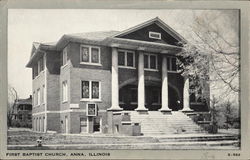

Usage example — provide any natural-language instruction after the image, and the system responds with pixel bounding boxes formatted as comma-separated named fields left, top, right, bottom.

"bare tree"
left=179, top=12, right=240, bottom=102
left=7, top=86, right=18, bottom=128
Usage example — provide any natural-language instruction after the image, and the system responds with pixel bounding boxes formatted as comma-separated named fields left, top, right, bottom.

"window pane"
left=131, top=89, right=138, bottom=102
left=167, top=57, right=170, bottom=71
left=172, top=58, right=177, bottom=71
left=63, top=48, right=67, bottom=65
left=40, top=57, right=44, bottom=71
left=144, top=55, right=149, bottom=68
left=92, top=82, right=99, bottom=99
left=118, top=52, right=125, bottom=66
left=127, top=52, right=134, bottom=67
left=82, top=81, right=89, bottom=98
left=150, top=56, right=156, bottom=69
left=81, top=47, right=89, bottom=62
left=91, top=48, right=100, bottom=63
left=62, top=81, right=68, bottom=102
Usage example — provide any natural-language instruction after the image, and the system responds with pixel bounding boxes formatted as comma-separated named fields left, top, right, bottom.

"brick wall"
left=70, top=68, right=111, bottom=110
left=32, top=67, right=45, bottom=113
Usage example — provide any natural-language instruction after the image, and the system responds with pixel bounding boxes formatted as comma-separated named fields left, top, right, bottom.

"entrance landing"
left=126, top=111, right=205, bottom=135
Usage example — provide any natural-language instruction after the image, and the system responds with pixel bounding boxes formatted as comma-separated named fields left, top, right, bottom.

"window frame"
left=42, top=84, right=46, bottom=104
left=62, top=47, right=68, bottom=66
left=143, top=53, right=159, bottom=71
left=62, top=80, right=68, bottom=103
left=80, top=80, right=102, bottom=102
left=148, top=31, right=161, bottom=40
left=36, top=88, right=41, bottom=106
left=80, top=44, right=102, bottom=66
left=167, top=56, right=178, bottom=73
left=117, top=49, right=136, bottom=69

--

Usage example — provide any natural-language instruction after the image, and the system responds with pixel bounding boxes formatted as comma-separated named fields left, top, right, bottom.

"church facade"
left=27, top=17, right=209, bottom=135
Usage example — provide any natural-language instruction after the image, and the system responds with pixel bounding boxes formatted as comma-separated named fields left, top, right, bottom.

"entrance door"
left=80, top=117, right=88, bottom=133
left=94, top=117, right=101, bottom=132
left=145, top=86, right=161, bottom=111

--

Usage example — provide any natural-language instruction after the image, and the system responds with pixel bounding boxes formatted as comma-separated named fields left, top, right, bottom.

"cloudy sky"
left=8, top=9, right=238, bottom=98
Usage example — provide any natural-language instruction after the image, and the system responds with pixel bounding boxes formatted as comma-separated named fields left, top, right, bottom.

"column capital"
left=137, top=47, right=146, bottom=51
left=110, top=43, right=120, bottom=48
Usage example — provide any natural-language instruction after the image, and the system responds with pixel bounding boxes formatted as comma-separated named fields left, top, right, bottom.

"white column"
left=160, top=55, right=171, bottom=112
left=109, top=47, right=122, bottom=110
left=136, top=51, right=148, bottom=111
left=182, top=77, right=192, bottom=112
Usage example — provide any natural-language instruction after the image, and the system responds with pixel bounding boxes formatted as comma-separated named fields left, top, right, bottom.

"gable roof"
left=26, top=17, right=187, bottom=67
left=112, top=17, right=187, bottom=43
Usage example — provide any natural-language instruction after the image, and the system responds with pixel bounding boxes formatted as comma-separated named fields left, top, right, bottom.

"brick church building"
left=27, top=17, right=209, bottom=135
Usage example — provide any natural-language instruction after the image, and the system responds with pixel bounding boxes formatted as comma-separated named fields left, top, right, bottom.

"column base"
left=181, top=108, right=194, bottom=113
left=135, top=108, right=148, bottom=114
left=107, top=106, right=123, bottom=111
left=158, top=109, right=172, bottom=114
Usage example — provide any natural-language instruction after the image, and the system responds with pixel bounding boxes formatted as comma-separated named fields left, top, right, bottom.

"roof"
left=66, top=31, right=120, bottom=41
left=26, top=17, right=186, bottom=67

▶ Task to complete:
Pull out each line of the items above that contains the string "column". Only matches with the same capitalization count.

▶ Task response:
"column capital"
"white column"
"column base"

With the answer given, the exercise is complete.